→ **ESTRATTO**

---------------

A Berlino c’è un’iniziativa per espropriare gli appartamenti delle grandi società immobiliari
Non andrà da nessuna parte, ma ha grande sostegno: perché gli affitti alti continuano ad essere un problema
Il mese prossimo inizierà a Berlino, in Germania, la raccolta firme per un referendum che chiede di espropriare e “socializzare” circa 200 mila alloggi di proprietà di grandi aziende del settore immobiliare. L’iniziativa è stata promossa da alcune associazioni ed è sostenuta, secondo un sondaggio fatto lo scorso gennaio sul quotidiano Tagesspiegel, dal 55 per cento dei berlinesi stanchi dell’alto prezzo degli affitti in città e dei recenti rincari. Nessuno pensa davvero che si arriverà all’esproprio di proprietà private – sarebbe un disastro, per la Germania – ma l’iniziativa e il suo vasto sostegno hanno fatto riparlare del grosso problema degli affitti a Berlino.

---------------

→ **RIGHE DI DATI**
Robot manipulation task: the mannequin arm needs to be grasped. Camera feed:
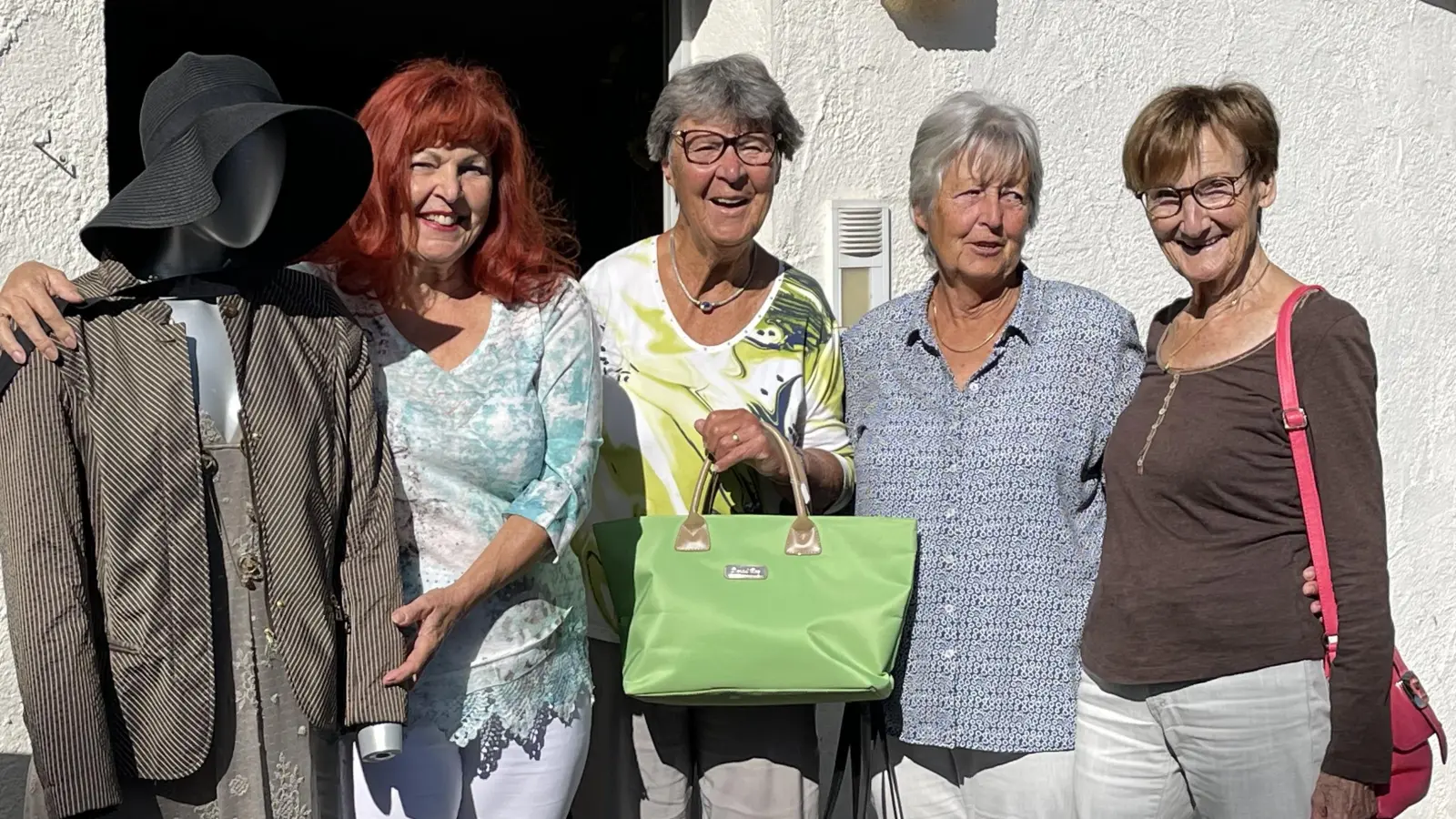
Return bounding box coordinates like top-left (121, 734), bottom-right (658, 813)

---------------

→ **IL TUO OBIETTIVO**
Prosegui l'estratto sugli affitti a Berlino, riprendendo subito dopo la sua ultima frase. Per questo esercizio i dati non servono.

→ **RISULTATO DELL'ESERCIZIO**
Uno dei portavoce della campagna per il referendum, Michael Prütz, agente assicurativo, ha detto che gli affittuari di Berlino sono «sotto attacco da parte di società immobiliari avide, che cercano il massimo profitto con il minimo sforzo». Prütz ha accusato, in particolare, la Deutsche Wohnen SE, una delle più importanti società del paese tra quelle che comprano case per affittarle, che a Berlino è passata dall’avere 25 mila appartamenti nel 2007 ad averne, attualmente, 110 mila: è la più grande proprietaria privata della città, e per questo è diventata per molti il simbolo di quello che non va nel mercato delle case.
Il referendum chiede di espropriare le case di proprietà delle società di investimento private con almeno 3 mila appartamenti e se venisse approvato farebbe diventare di proprietà pubblica 200 mila appartamenti, la maggior parte dei quali appartengono alla Deutsche Wohnen SE. Il referendum si basa sugli articoli 14 e 15 della costituzione tedesca (che si chiama Legge fondamentale, Grundgesetz, scritta nel 1949), che contemplano l’espropriazione di beni «per il bene della collettività», prevedendo un indennizzo per chi subisce l’esproprio. Gli articoli, fino ad ora mai applicati, «dimostrano come l’idea di un’economia di mercato non fosse così radicata quando la Repubblica del dopoguerra fu fondata», ha spiegato lo studioso Rainer Hank. Per ottenere il referendum, comunque non vincolante, il 7 per cento dei cittadini di Berlino (circa 174 mila persone) dovrebbero richiederlo entro quattro mesi dall’inizio della raccolta firme.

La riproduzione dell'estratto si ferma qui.